● Исходный текст:

● ● ● ● ●

03:16:17 — после отрыва от полосы штурман доложил: «Безопасная, десять» (достигнута безопасная скорость, высота — 10 метров).
03:16:20 — второй пилот: «Шасси убрать».
03:16:27 — второй пилот: «Фары выключить, убрать».
03:16:28 — штурман: «50, 270, 280» (высота — 50 метров, скорость — 280 км/ч).
Столкновение с птицами
В 03:16:32 на записи появился посторонний шум. Позже эксперты идентифицировали его как помпаж (неустойчивая работа) двигателей. Командир повторил команду:
Командир: «Фары выключай, убирай».
Бортмеханик: «Давай, может, погоняем…».
Фраза бортмеханика «погоняем» указывает на его опасения: он предложил оставить фары включёнными, чтобы отпугивать птиц. Однако через полсекунды после его слов сработала система флюгирования — автоматика перевела винты 3-го и 4-го двигателей в аварийный режим, чтобы снизить сопротивление. Это означало, что двигатели начали отказывать.
В 03:16:38 поступил доклад бортмеханика: «Отказ четвертого» и сразу после этого «Отказ третьего». Командир самолета Боинг 757 в этот момент наблюдал взлетающий лайнер с автостоянки рядом с аэродромом:
«Самолет Ан-12 летел на высоте не более 100 метров, с включенными фарами, убранным шасси, без явного крена, со скольжением и постоянным уклонением вправо. Винт четвертого двигателя медленно вращался. Двигатель № 3 работал (двигатели № 1 и № 2 были закрыты фюзеляжем). После пролета воздушного судна, когда стала видна его задняя часть, из сопла третьего двигателя был заметен огонь нехарактерного желтого цвета и искры».

● ● ● ● ●

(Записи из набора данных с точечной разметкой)
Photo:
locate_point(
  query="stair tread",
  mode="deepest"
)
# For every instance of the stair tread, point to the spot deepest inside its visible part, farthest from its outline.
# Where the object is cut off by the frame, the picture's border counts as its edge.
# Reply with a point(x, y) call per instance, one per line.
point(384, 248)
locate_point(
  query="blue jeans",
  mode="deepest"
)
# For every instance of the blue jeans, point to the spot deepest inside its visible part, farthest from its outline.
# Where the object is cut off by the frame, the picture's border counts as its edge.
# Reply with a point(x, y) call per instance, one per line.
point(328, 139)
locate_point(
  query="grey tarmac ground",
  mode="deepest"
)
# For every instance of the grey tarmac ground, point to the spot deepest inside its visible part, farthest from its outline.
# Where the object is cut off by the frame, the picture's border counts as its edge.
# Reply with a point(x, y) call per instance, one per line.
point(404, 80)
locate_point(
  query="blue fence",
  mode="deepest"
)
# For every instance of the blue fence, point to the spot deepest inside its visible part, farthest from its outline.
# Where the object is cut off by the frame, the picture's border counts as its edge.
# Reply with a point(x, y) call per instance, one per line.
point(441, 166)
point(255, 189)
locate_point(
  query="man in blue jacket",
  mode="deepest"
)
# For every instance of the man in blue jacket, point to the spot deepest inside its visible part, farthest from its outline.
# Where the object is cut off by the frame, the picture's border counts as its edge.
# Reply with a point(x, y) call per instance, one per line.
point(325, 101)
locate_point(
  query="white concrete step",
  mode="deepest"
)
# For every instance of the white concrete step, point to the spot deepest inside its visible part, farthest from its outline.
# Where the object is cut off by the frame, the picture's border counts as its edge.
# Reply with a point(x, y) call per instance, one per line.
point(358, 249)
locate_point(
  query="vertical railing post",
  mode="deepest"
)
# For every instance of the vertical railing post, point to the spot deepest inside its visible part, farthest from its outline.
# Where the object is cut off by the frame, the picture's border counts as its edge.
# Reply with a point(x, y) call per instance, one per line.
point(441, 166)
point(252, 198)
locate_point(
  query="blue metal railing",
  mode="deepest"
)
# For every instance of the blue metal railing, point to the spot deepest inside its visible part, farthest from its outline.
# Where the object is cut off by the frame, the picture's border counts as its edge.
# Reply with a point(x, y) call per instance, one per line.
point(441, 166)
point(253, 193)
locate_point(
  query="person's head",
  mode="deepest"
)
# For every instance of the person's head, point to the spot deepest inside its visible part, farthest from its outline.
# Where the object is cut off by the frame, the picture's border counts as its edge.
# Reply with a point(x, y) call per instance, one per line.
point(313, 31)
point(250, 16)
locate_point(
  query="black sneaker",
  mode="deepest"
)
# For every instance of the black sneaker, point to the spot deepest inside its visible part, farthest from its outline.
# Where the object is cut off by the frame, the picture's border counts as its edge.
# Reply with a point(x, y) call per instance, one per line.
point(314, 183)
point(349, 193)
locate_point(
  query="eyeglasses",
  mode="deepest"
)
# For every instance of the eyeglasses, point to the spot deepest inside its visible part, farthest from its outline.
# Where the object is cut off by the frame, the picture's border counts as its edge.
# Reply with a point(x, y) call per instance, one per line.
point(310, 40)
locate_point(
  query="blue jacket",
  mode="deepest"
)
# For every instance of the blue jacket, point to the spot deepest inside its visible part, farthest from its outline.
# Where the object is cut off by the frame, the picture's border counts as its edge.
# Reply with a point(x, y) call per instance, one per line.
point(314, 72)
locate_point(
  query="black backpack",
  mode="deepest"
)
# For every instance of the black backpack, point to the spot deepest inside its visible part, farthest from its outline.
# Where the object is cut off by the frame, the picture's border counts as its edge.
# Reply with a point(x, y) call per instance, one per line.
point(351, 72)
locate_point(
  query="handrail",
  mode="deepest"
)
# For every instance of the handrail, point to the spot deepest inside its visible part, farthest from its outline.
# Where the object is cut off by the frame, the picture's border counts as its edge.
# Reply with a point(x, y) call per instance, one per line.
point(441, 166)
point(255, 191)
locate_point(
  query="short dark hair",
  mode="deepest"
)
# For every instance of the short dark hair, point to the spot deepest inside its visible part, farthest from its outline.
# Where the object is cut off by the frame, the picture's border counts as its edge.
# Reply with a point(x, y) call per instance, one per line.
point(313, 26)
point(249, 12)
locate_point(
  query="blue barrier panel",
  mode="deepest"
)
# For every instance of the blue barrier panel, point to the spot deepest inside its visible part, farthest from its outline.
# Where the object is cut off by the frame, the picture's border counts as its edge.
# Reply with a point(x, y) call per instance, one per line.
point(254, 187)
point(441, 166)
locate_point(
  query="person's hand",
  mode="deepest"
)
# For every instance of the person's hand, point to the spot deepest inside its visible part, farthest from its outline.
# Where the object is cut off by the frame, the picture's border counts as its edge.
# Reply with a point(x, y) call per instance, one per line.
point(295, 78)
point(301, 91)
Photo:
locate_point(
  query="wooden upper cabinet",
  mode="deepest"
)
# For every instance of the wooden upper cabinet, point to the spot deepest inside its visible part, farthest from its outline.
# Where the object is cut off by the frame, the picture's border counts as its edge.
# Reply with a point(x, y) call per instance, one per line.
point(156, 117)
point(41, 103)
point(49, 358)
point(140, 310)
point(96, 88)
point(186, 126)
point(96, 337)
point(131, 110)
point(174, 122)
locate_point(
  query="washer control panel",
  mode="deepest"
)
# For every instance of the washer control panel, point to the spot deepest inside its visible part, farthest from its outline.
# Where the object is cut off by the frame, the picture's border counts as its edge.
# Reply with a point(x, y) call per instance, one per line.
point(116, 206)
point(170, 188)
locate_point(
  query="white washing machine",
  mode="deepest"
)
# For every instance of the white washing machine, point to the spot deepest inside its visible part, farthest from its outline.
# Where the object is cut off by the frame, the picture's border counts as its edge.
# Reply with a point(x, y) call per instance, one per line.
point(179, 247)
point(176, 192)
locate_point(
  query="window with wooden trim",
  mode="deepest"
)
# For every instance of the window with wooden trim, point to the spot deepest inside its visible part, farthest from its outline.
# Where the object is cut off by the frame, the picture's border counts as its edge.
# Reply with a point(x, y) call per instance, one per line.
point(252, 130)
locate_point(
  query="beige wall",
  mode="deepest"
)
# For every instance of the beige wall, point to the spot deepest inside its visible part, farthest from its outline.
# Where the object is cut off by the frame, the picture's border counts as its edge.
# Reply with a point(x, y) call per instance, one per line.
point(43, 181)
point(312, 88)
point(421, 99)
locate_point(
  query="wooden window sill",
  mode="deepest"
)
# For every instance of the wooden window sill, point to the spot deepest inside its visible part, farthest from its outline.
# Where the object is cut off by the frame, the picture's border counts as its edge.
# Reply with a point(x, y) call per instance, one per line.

● ● ● ● ●

● Что сделать:
Перепечатайте из текста о взлёте Ан-12 фрагмент от слов «03:16:27 — второй» до слов «двигатели начали отказывать.» включительно, без единого изменения.

● Результат выполнения:
03:16:27 — второй пилот: «Фары выключить, убрать».
03:16:28 — штурман: «50, 270, 280» (высота — 50 метров, скорость — 280 км/ч).
Столкновение с птицами
В 03:16:32 на записи появился посторонний шум. Позже эксперты идентифицировали его как помпаж (неустойчивая работа) двигателей. Командир повторил команду:
Командир: «Фары выключай, убирай».
Бортмеханик: «Давай, может, погоняем…».
Фраза бортмеханика «погоняем» указывает на его опасения: он предложил оставить фары включёнными, чтобы отпугивать птиц. Однако через полсекунды после его слов сработала система флюгирования — автоматика перевела винты 3-го и 4-го двигателей в аварийный режим, чтобы снизить сопротивление. Это означало, что двигатели начали отказывать.